What this task involves: Copy out everything from the first line of the listing below down to the line containing "x=748, y=378", both included.

== Exercise material

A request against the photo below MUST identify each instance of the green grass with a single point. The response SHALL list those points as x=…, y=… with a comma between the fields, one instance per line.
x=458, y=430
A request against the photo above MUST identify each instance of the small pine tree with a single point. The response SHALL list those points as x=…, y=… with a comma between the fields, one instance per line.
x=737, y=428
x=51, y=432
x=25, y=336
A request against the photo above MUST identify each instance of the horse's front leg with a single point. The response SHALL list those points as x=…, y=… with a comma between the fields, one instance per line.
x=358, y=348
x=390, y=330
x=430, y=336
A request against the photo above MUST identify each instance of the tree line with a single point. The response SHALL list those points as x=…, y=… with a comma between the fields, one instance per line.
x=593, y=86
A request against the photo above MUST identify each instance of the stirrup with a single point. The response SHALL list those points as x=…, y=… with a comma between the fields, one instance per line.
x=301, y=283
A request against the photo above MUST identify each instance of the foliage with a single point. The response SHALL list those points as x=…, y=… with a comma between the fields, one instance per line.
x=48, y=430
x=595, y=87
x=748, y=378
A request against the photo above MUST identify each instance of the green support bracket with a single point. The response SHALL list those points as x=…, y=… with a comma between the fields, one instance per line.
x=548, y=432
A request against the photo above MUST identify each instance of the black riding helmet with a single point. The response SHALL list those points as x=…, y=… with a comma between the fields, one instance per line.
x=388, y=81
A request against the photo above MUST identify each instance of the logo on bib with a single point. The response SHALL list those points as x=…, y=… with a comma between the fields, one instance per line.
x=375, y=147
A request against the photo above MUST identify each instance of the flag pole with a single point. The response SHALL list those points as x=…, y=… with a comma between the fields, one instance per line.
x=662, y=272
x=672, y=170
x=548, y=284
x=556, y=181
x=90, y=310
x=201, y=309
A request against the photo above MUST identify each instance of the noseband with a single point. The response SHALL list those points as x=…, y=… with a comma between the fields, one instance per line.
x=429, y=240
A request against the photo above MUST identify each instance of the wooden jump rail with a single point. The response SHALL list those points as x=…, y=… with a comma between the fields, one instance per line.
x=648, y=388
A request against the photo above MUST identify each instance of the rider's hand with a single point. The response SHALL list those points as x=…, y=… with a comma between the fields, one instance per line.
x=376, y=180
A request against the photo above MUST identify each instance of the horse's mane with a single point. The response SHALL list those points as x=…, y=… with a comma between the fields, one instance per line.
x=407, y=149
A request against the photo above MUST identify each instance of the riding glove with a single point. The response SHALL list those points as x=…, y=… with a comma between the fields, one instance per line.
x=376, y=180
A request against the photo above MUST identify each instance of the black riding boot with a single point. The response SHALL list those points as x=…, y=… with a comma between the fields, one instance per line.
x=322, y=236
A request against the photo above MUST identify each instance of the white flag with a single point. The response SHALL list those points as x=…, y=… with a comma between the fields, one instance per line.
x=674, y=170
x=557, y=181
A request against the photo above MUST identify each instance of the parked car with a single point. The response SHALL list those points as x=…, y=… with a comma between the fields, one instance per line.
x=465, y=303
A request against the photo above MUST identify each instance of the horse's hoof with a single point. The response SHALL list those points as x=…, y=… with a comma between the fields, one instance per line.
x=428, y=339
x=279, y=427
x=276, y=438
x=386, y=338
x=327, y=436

====

Solved exercise:
A request against the photo below MUST identify each instance of the green grass with a single point. The response SHALL list those points as x=…, y=… with a comma between the fields, one instance per line.
x=458, y=430
A request against the photo above MUST identify each instance of the small pine tree with a single point. The response SHALL list those points as x=…, y=… with a comma between the fields, one instance per line.
x=737, y=428
x=51, y=432
x=25, y=336
A request against the photo above MUST identify each instance of the horse's front leg with a single point. The response SHALL list those points as x=…, y=… with a comma between the fields, one instance per line.
x=358, y=348
x=390, y=330
x=430, y=336
A request against the photo above MUST identify each instance of the tree line with a single point. The response SHALL list those points as x=…, y=… with a comma between the fields, one instance per line.
x=593, y=86
A request against the photo above MUST identify each instance of the stirrup with a single point. The response SHALL list those points as x=…, y=… with a comma between the fields, one instance per line.
x=301, y=283
A request against the photo above MUST identify each instance of the foliage with a single point. The response SHALL list those points as x=…, y=… with a comma between the fields, one instance per line.
x=48, y=430
x=595, y=87
x=748, y=378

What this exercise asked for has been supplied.